WHAT IS ASKED:
State how many lines of the items contain the word "cloudy", counting only matches with the same letter case. Give only the number.

Labeled-object pointing items:
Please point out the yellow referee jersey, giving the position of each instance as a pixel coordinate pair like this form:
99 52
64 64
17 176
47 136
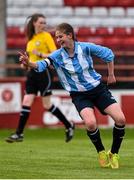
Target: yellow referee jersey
43 43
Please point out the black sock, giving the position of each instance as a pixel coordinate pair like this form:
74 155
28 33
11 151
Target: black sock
56 111
96 139
118 134
24 115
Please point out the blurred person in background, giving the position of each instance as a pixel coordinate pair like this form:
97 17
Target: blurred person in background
74 65
40 45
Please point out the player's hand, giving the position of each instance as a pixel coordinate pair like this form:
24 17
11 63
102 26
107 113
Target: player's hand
24 59
111 79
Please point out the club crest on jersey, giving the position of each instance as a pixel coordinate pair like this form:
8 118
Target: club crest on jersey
37 43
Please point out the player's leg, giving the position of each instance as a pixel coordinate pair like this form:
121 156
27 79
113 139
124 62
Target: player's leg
57 112
117 115
93 133
24 115
85 108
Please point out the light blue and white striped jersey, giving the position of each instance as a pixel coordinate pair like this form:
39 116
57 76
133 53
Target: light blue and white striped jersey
77 73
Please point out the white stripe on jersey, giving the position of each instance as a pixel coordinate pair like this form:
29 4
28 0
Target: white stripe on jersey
83 62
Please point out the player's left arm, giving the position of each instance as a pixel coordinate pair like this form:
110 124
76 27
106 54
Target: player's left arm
111 77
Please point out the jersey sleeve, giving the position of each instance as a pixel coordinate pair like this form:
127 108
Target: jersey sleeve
102 52
50 43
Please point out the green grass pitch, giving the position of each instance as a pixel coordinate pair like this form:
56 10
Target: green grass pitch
44 155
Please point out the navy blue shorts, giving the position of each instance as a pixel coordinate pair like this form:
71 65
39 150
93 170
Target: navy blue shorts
38 82
99 97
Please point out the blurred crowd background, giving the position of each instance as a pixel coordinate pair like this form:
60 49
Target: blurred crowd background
108 22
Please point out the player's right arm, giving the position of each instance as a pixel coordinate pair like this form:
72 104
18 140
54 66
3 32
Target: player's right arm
38 66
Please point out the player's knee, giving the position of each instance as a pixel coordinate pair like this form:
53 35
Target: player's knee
91 125
121 120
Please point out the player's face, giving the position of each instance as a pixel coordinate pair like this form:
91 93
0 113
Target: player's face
63 39
40 25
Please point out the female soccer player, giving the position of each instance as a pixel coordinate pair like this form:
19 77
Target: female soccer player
74 65
40 45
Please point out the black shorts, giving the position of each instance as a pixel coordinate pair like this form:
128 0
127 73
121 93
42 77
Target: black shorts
99 97
38 82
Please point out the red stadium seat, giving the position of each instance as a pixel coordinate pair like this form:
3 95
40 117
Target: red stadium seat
103 31
128 43
73 3
84 31
108 3
91 3
15 32
13 43
113 42
120 31
125 3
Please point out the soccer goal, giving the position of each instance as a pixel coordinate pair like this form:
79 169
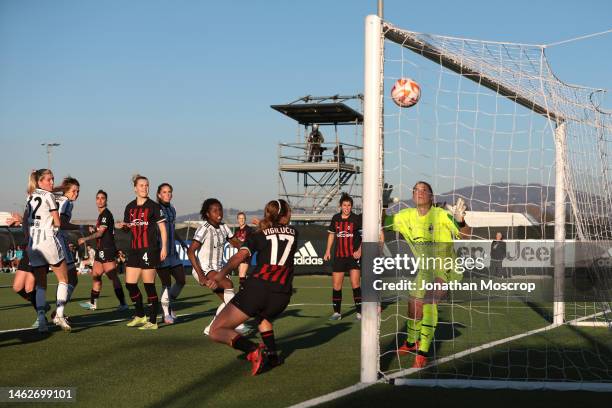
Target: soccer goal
529 154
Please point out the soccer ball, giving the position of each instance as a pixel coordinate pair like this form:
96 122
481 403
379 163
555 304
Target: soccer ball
405 92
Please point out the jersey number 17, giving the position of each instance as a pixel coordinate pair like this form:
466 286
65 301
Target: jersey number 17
274 252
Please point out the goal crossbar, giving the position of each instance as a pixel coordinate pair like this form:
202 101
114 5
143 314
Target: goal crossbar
408 40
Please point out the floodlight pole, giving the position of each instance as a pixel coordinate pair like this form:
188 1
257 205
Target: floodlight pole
49 146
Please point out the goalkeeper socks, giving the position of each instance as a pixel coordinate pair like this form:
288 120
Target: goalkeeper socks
430 321
268 339
413 328
337 300
357 298
61 298
242 344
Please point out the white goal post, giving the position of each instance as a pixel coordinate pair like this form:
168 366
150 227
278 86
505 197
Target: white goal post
578 134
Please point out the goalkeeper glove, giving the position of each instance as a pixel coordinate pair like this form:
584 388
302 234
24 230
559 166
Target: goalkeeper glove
457 210
386 199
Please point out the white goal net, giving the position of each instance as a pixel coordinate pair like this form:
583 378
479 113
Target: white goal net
529 155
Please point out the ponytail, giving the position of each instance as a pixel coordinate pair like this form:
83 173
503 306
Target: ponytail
275 210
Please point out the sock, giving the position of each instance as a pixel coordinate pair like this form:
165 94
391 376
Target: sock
41 301
153 300
414 331
61 298
357 298
94 295
120 295
242 344
29 296
337 300
165 300
268 338
136 297
228 294
175 290
70 291
430 321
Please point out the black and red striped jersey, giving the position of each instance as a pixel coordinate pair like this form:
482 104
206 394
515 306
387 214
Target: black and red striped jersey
142 221
275 247
107 240
243 233
347 232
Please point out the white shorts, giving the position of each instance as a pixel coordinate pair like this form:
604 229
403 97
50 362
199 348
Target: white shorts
47 250
195 274
63 239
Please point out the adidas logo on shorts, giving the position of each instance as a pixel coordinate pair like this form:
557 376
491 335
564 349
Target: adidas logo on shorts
307 255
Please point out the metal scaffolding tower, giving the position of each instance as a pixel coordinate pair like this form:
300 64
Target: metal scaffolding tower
322 170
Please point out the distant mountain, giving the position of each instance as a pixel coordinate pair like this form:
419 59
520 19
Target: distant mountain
535 199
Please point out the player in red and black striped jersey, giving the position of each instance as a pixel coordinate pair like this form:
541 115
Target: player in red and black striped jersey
242 234
106 254
345 229
267 290
143 217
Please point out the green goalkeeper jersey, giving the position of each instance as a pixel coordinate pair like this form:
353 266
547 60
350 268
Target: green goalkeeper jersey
435 226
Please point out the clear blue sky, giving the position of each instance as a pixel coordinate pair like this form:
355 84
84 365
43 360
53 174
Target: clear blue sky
180 90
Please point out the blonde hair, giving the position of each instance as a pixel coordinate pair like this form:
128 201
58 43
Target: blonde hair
35 177
67 184
137 177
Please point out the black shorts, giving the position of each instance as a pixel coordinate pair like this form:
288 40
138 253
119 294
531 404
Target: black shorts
24 263
143 258
345 264
257 299
106 255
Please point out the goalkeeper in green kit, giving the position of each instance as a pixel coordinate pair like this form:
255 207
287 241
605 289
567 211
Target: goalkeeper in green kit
429 231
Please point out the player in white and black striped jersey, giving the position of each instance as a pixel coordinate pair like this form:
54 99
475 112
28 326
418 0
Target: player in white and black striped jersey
206 251
69 192
44 248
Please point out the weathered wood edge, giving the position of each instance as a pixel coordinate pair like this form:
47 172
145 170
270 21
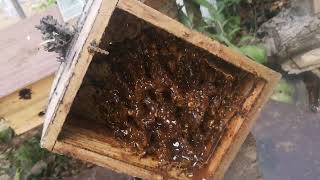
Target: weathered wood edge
271 77
203 42
104 161
245 129
72 73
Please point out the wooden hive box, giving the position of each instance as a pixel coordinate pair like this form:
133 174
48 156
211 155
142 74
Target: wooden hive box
75 122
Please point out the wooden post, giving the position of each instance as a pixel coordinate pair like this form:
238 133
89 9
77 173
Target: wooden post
316 6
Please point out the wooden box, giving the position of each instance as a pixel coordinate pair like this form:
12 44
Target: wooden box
72 128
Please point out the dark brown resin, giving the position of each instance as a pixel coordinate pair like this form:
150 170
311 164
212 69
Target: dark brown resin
158 95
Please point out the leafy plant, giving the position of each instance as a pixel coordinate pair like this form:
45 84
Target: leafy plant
223 24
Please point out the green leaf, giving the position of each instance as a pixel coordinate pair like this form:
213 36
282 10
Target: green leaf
184 19
245 39
283 92
204 3
256 53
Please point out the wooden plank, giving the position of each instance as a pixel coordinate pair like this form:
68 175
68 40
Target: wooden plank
21 61
104 161
77 64
74 70
156 18
22 115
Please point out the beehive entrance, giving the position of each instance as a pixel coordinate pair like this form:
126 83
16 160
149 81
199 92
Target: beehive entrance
156 96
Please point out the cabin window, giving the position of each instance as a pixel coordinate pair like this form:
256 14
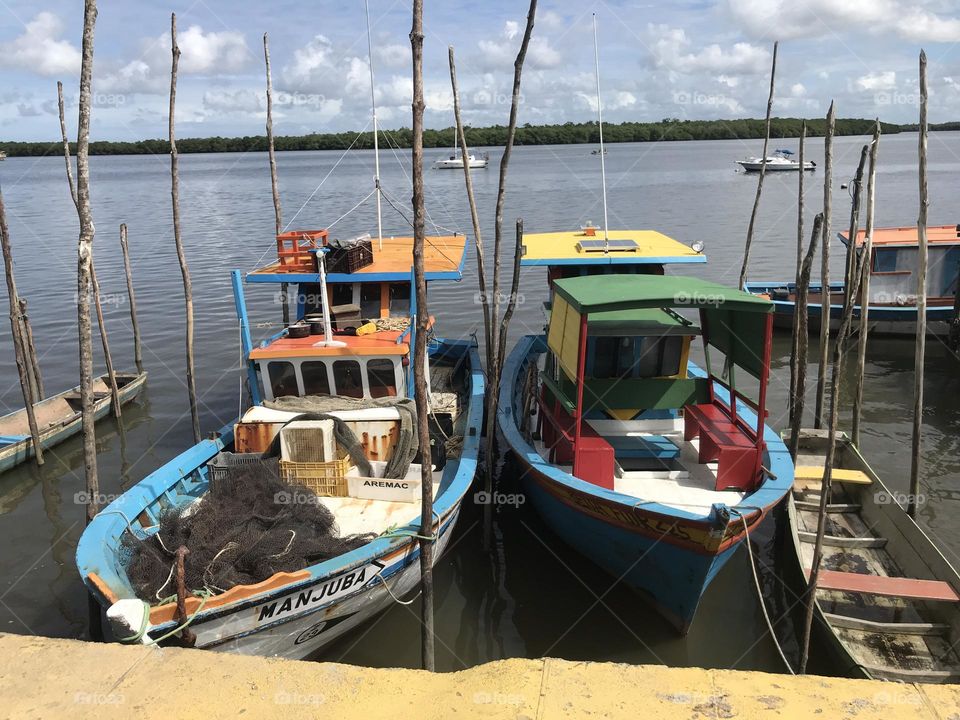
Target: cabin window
283 379
381 378
399 298
315 379
369 300
347 378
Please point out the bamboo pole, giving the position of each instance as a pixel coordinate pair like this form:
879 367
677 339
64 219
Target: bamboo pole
274 185
181 257
802 335
763 171
865 289
825 265
921 299
85 265
105 343
16 331
34 363
474 215
825 488
796 283
420 349
137 354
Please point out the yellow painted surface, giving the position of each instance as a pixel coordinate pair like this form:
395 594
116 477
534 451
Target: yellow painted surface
44 678
563 245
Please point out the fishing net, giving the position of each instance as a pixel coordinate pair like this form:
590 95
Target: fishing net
247 527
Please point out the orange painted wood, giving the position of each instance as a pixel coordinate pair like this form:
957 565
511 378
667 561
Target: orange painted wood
889 586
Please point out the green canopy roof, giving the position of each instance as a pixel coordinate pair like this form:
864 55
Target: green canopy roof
602 293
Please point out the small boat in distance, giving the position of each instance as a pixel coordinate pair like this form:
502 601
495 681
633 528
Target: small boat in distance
893 286
886 596
781 160
455 161
58 417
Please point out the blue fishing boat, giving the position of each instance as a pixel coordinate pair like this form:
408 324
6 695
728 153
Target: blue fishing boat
892 284
650 466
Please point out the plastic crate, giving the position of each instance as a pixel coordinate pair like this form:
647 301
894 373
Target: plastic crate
349 260
329 478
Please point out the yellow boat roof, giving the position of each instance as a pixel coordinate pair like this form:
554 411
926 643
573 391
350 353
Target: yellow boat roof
624 247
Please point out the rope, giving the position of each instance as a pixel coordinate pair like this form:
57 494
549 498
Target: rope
756 582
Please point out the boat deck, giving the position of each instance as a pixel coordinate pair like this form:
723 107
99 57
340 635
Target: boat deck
889 636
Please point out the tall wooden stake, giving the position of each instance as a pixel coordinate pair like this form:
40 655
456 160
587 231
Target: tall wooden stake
796 316
763 171
420 347
825 265
865 289
137 354
802 336
16 331
274 185
921 299
181 257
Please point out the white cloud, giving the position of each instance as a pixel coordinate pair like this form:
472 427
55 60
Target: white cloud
910 19
669 50
40 50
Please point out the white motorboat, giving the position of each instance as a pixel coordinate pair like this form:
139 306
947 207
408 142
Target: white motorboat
780 160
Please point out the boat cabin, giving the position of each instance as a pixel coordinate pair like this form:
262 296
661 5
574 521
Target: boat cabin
894 262
617 366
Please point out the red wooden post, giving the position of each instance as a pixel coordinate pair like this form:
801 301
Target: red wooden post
581 371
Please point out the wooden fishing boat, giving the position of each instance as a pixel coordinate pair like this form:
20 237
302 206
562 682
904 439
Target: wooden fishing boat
887 598
893 286
58 417
650 466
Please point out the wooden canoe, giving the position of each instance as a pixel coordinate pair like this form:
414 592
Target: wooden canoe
887 597
58 417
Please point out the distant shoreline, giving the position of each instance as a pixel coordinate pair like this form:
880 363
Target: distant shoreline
494 136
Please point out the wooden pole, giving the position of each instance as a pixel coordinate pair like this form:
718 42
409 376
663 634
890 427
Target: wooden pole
420 348
796 284
921 299
865 289
825 265
181 257
802 336
137 355
27 330
825 489
16 331
474 215
274 185
104 342
763 171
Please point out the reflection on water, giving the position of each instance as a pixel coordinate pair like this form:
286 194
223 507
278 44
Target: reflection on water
532 596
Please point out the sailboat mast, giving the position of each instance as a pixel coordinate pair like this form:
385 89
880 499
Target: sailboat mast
376 141
603 164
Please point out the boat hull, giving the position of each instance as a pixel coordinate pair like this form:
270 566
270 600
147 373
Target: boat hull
16 453
668 556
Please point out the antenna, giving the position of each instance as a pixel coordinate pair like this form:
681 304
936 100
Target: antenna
603 164
376 142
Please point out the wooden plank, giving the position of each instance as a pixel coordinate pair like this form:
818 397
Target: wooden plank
838 541
907 588
852 623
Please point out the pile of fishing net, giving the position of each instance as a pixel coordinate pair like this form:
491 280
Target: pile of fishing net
248 526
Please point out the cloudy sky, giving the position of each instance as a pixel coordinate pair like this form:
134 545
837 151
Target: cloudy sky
685 58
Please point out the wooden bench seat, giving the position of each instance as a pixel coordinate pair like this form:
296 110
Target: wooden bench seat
907 588
723 440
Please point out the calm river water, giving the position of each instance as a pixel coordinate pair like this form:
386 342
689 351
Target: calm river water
532 596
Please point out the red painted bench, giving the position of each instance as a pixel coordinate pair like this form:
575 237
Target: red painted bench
723 440
909 588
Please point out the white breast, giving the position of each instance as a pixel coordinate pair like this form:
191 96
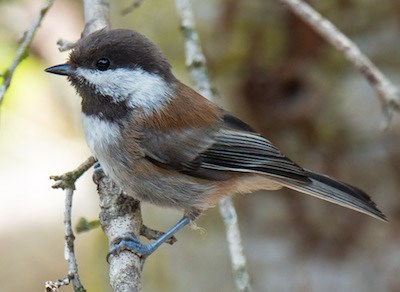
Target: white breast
102 137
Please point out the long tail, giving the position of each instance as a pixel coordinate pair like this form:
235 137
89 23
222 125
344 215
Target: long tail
337 192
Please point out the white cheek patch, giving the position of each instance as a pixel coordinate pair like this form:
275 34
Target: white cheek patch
141 89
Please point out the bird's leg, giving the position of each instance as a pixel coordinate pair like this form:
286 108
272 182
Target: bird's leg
130 242
98 172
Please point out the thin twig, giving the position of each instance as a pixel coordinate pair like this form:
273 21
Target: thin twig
196 63
23 49
387 92
120 214
67 183
96 14
135 4
68 179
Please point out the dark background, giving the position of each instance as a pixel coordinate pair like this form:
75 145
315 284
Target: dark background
271 70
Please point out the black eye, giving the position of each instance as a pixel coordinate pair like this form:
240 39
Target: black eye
103 64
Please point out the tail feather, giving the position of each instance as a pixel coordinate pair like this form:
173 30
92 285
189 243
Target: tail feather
337 192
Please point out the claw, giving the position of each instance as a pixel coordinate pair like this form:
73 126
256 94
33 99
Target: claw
130 242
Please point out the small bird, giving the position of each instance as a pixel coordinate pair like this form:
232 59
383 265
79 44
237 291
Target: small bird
164 143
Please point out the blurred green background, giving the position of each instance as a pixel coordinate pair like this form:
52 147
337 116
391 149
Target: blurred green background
271 70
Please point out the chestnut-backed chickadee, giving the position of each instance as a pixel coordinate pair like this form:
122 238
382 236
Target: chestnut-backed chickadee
164 143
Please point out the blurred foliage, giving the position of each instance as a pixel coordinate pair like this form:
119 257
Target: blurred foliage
278 75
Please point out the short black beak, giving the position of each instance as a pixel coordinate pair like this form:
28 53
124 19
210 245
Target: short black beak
63 69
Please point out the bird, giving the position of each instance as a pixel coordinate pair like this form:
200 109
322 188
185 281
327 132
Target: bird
164 143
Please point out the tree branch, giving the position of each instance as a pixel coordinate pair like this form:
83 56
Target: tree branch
387 93
196 63
23 49
120 214
67 183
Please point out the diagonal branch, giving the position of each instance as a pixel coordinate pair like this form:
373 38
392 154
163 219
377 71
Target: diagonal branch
119 214
387 93
23 49
196 63
67 183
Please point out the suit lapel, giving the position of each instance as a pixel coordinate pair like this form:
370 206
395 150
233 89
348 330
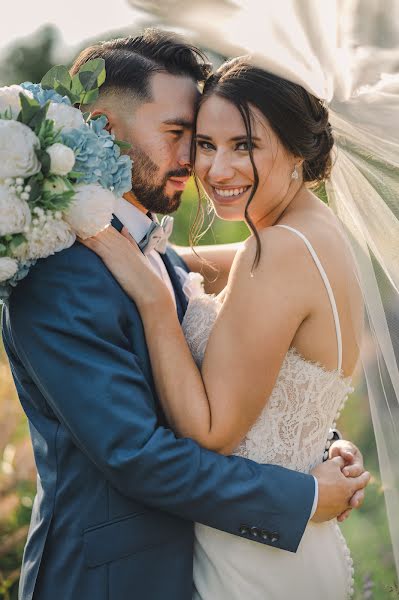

OUTPUT FOR THIS EXERCISE:
2